**Text block:**
Realtime metrics using Redis bitmaps

antirez · on Nov 29, 2011

It is very good to see this article and Redis bitmaps exploited, since it is an extremely memory efficient way to store data, and given the encoding, it is extremely fast to also fetch big amount of information this way.

I really suggest to also looking at GETRANGE and SETRANGE operations that allow to access sub-ranges of a large bitmap fetching or setting arbitrary ranges fo bits.

Probably Lua scripting in 2.6 will enable a lot more interesting things combining server side execution and bitmaps. Thanks for sharing this work.

pjscott · on Nov 30, 2011

For example, with Lua scripting, you could add custom commands for working with Bloom filters, to do fast approximate set membership testing:

http://en.wikipedia.org/wiki/Bloom_filter

I'm pretty excited about this.

rubyorchard · on Nov 30, 2011

Great point and looking forward to Lua support in 2.6. GETRANGE and SETRANGE operations also allow buffered writes at the collection time because setting bit to 1 is an idempotent operation. They are particularly attractive in sharded environment where one can perform:

  WATCH
  bits = GETRANGE ...

**Given information:**

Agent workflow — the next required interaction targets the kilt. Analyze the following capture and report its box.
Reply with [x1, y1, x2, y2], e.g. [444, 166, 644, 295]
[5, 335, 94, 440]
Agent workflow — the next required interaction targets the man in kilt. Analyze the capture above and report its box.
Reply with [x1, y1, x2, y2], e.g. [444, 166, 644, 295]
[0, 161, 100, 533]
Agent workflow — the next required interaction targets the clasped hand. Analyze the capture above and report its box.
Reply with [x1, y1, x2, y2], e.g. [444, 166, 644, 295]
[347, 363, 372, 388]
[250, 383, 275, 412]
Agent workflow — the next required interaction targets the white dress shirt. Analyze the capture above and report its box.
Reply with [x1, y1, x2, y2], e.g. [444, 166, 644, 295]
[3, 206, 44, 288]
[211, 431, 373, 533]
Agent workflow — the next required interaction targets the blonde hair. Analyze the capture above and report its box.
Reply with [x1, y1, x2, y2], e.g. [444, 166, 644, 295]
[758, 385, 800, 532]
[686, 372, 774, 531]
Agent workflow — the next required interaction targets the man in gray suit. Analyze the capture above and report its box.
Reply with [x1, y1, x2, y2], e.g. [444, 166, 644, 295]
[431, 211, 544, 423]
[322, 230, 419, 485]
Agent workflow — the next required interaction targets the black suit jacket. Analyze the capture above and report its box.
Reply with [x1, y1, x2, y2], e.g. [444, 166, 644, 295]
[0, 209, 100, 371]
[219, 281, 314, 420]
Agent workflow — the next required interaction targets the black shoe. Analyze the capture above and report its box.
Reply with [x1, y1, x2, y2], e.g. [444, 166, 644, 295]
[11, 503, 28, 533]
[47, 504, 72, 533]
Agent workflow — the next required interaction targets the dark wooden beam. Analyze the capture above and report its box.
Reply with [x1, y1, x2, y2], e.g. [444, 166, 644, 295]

**Exercise aim:** In the Redis bitmaps thread, why do GETRANGE and SETRANGE allow buffered writes at collection time?

**Response to the task:** Setting a bit to 1 is an idempotent operation.